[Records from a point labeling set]
◇ ◇ ◇

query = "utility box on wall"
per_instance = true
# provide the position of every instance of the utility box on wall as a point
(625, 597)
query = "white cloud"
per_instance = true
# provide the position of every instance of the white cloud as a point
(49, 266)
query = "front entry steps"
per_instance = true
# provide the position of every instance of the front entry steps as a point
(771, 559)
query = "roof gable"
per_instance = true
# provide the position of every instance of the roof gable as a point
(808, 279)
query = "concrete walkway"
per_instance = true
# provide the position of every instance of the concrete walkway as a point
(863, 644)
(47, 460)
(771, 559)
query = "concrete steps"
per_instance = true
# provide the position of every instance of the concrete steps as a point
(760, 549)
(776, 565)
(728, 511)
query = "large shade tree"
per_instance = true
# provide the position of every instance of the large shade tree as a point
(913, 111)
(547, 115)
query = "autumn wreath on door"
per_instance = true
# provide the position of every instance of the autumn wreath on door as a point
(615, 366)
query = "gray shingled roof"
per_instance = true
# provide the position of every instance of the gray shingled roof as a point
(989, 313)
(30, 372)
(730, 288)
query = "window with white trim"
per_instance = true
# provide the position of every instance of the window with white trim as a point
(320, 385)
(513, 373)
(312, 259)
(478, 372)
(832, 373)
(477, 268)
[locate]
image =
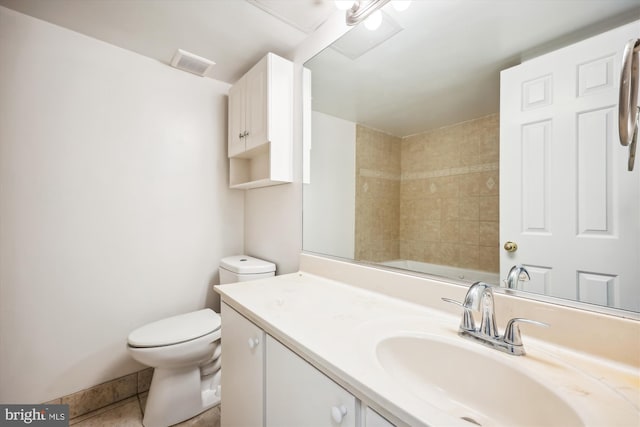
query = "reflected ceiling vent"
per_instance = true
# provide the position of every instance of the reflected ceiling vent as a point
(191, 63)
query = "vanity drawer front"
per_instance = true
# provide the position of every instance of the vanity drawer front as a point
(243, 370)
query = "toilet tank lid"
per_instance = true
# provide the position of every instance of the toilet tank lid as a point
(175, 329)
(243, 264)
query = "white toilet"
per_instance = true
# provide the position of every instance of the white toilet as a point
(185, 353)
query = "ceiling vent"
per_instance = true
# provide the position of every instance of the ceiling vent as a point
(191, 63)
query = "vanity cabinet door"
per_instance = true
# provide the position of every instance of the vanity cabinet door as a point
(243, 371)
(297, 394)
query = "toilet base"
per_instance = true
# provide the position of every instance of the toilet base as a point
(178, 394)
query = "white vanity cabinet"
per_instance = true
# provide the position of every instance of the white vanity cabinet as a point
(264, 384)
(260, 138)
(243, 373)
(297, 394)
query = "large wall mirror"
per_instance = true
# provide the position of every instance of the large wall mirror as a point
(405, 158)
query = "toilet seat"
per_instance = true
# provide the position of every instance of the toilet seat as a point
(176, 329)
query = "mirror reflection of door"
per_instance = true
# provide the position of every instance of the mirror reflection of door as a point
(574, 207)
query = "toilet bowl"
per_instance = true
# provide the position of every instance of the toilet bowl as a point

◇ ◇ ◇

## What you should do:
Reproduce every entry word for word, but skip any pictures.

## Answer to this task:
query = "utility box on wall"
per_instance = true
# provide the position of every instance of the utility box on wall as a point
(625, 597)
query = "white cloud"
per_instance = true
# provide the position of every instance of the white cloud as a point
(49, 266)
query = "front entry steps"
per_instance = true
# provide the position of every instance of the front entry steps as a point
(771, 559)
query = "roof gable"
per_instance = true
# provide the position of every instance of the roof gable as a point
(808, 279)
query = "concrete walkway"
per_instance = true
# provide the position of every instance of the concrete walkway as a point
(863, 644)
(47, 460)
(771, 559)
query = "concrete steps"
per_instance = true
# provide the position of every instance of the concrete steps as a point
(760, 549)
(776, 565)
(728, 511)
query = "large shade tree"
per_instance = true
# provide the position of every instance of the large shade tree as a point
(913, 111)
(547, 115)
query = "autumn wreath on door"
per_instance = true
# provide the position of every instance of the autumn wreath on door as a point
(615, 366)
query = "gray shingled roof"
per_instance = true
# provide the position of every instance of the gray shingled roof as a point
(989, 313)
(30, 372)
(730, 288)
query = "window with white trim"
per_instance = true
# provide the position of every instance of the window with white trim as a point
(320, 385)
(513, 373)
(312, 259)
(478, 372)
(832, 373)
(477, 268)
[locate]
image =
query = "reflected ceiling vent"
per_instance = true
# provide the position of every instance of the reflected ceiling vent as a point
(191, 63)
query = "vanity drawer front"
per_instance = true
# provide the position of every instance of the vanity drawer front as a point
(243, 370)
query = "toilet tank lid"
per_instance = true
# provide the position of every instance of the toilet tank lid as a point
(175, 329)
(243, 264)
query = "white toilet"
per_instance = true
# provide the position of every instance of the white toilet as a point
(185, 353)
query = "ceiling vent"
per_instance = true
# provide the position of every instance of the ceiling vent as a point
(191, 63)
query = "vanity cabinet door"
per_instance = true
# provide the position of every instance of the vanity cabinet door as a point
(243, 371)
(297, 394)
query = "toilet base"
per_instance = true
# provide the position of every instance of the toilet base as a point
(178, 394)
query = "white vanity cabinet"
per_instance = true
# provide the position of every instance of the white vanity cabinet as a point
(264, 384)
(260, 138)
(243, 373)
(297, 394)
query = "large wall mirror"
per_instance = true
# provide the position of every instance of the large wall mirror as a point
(405, 158)
query = "toilet seat"
per_instance = true
# provide the position of every instance of the toilet seat as a point
(176, 329)
query = "mirror reflection of door"
per_instance = true
# provide the position of every instance of the mirror reflection of door as a point
(574, 207)
query = "toilet bowl"
per_instance = true
# provide the position of every instance of the toilet bowl as a point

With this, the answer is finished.